REQUIRED TASK
Reproduce every one of the following lines verbatim, leaving out the pictures.

EXERCISE MATERIAL
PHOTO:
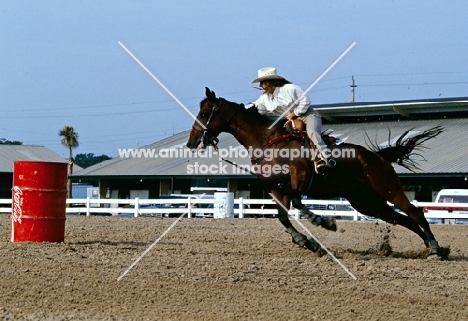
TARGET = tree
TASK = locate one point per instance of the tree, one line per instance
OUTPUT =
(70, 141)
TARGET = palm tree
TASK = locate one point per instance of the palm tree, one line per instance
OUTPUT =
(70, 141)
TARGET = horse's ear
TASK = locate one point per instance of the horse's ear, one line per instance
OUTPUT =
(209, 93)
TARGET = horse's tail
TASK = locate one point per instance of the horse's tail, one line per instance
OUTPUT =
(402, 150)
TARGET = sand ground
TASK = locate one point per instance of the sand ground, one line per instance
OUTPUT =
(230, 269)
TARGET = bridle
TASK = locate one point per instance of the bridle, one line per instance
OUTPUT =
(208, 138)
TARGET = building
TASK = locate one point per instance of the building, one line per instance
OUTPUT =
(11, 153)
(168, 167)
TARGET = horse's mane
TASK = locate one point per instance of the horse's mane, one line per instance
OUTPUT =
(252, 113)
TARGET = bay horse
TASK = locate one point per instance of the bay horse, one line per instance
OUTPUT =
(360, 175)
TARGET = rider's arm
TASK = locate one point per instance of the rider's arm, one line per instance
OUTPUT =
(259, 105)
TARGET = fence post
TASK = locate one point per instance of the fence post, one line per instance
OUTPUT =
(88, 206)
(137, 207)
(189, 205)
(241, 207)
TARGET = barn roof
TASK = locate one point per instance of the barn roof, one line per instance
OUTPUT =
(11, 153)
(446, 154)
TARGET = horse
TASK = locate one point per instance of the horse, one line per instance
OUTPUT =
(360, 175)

WRITTEN RESPONSE
PHOTO:
TARGET = tree
TASK = locate one point per instance of the tree, one line per instance
OUTPUT =
(70, 141)
TARGET = palm tree
TASK = locate one point per instance of the palm tree, one line per instance
OUTPUT =
(70, 141)
TARGET = horse's ear
TASK = locate one point per instance of the horse's ear, one line per instance
OUTPUT =
(209, 93)
TARGET = horse's tail
TASK = locate one point per instance of the horse's tail, one line per instance
OUTPUT =
(402, 150)
TARGET = sand ground
TASK = locate one point per instance of the sand ground, one line per instance
OUTPUT =
(230, 269)
TARGET = bridle
TASK = locate one point per instance of the bridle, one line per instance
OUTPUT =
(208, 138)
TARGET = building
TASK = locate one point per instance of the building, one line per instance
OUTPUT =
(11, 153)
(168, 167)
TARGET = horse's mane
TASK = locate one point per instance of the horse's mane, one line per instance
OUTPUT =
(252, 113)
TARGET = bay horse
TASK = locate one point per instance of the bay horse, one line per instance
OUTPUT =
(360, 175)
TARGET = rider's arm
TASK = locate one point per instance of the rider's arm, one line per instance
OUTPUT =
(259, 105)
TARGET = fence post
TASK = locate one point per instance of the fence post, one line per instance
OUTPUT =
(88, 206)
(137, 207)
(189, 205)
(241, 207)
TARGET = barn roof
TASK = locate one point per instance of the barn roof, one line per instance
OUTPUT =
(11, 153)
(446, 154)
TARGET = horse
TASK = locate one point per instance of the horse, one line per instance
OUTPUT =
(360, 175)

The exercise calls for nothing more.